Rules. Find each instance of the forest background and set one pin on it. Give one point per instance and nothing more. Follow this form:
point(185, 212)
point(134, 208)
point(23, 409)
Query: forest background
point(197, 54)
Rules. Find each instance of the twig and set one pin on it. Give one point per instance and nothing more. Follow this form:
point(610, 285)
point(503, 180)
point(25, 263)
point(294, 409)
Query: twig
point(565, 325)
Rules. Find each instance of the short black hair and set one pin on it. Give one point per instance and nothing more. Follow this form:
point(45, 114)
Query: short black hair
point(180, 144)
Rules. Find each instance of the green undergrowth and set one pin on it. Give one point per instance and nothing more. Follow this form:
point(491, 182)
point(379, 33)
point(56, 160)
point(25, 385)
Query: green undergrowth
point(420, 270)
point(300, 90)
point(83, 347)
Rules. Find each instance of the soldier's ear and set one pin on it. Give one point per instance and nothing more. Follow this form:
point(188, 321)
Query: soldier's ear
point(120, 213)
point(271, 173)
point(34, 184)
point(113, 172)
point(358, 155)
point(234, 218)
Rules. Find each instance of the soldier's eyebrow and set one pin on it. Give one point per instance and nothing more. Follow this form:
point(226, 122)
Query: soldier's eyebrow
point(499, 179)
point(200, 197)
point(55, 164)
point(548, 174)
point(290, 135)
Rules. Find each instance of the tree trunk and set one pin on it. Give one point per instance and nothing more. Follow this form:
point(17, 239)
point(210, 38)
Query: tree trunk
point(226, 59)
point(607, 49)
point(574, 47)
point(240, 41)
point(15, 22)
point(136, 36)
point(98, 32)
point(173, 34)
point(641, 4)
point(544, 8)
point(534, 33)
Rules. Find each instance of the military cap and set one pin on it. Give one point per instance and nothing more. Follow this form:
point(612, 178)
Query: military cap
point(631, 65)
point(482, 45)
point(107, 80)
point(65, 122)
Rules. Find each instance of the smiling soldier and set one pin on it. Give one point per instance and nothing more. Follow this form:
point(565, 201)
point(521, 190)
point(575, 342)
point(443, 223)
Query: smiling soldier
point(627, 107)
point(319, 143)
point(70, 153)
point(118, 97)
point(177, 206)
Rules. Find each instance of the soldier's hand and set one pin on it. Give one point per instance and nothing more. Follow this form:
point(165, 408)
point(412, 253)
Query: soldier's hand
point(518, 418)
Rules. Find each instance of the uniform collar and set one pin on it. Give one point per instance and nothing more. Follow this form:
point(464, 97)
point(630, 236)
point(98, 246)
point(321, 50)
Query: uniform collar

SET TASK -> Rewrite every line of the records above as one numbered list, leaving out blank lines.

RESULT FOR THIS TASK ->
1. Rules. Find each instance of the forest background and set one pin on it. Give one point per instance and nothing more. Follow this form:
2. point(185, 212)
3. point(134, 208)
4. point(23, 409)
5. Query: forest background
6. point(197, 54)
7. Rules. Find each instance of the twig and set one pin on it. Give one point per instance and nothing more. Follow this form:
8. point(610, 285)
9. point(503, 180)
10. point(25, 263)
11. point(294, 409)
12. Query: twig
13. point(565, 325)
14. Rules. Find each instance of the short black hair and set one pin on it. Give one point per instance and nothing more. Follow this form:
15. point(45, 114)
16. Query: short black hair
17. point(180, 144)
18. Rules. Find each instance of the green undergrowth and set one pin on it. Give one point per instance and nothing more. Follow this form:
19. point(491, 182)
20. point(379, 33)
21. point(56, 160)
22. point(25, 385)
23. Query: green undergrowth
24. point(420, 270)
25. point(300, 90)
26. point(83, 347)
27. Rules. Find each instance of the soldier's ear and set one pin on it. Give one point per instance and nothing more. Follow this form:
28. point(188, 321)
29. Query: soldier's ear
30. point(120, 213)
31. point(271, 173)
32. point(34, 184)
33. point(113, 172)
34. point(358, 155)
35. point(234, 218)
36. Rules. Find each instance of the soldier's eyebrow and set one pin on it. Give one point per instance and nothing more. Follow this form:
37. point(226, 122)
38. Query: soldier's eyebrow
39. point(499, 179)
40. point(200, 197)
41. point(55, 164)
42. point(548, 174)
43. point(290, 135)
44. Rules. Find each instance of the tree trunk and set one pin on it. Give one point per instance and nothing more. Follow this form:
45. point(17, 239)
46. point(210, 38)
47. Query: tree trunk
48. point(226, 59)
49. point(607, 49)
50. point(574, 47)
51. point(240, 41)
52. point(15, 22)
53. point(136, 36)
54. point(98, 32)
55. point(173, 34)
56. point(641, 4)
57. point(544, 8)
58. point(534, 33)
59. Rules. Find each instance of the military cap and set one pin on it. Give one point per instance and nothing more. Follow this form:
60. point(612, 178)
61. Query: military cap
62. point(631, 65)
63. point(482, 45)
64. point(107, 80)
65. point(65, 122)
66. Rules. Find each instance of the smiling soldier and set one pin on it. Give one point per instance and nothing more. Follow this form:
67. point(565, 201)
68. point(521, 190)
69. point(575, 342)
70. point(443, 223)
71. Query: smiling soldier
72. point(627, 107)
73. point(319, 143)
74. point(70, 153)
75. point(118, 97)
76. point(177, 206)
77. Rules. Find each instance of the soldier's hand and set one pin on it. Give one point per instance and nothing more. Follow this form:
78. point(165, 408)
79. point(412, 253)
80. Query: soldier's hand
81. point(518, 418)
82. Rules. Find each instance of the uniform collar and set one pin on it. Give one point per instance and nothing more. Follow this form:
83. point(464, 97)
84. point(630, 236)
85. point(98, 246)
86. point(321, 50)
87. Query: uniform collar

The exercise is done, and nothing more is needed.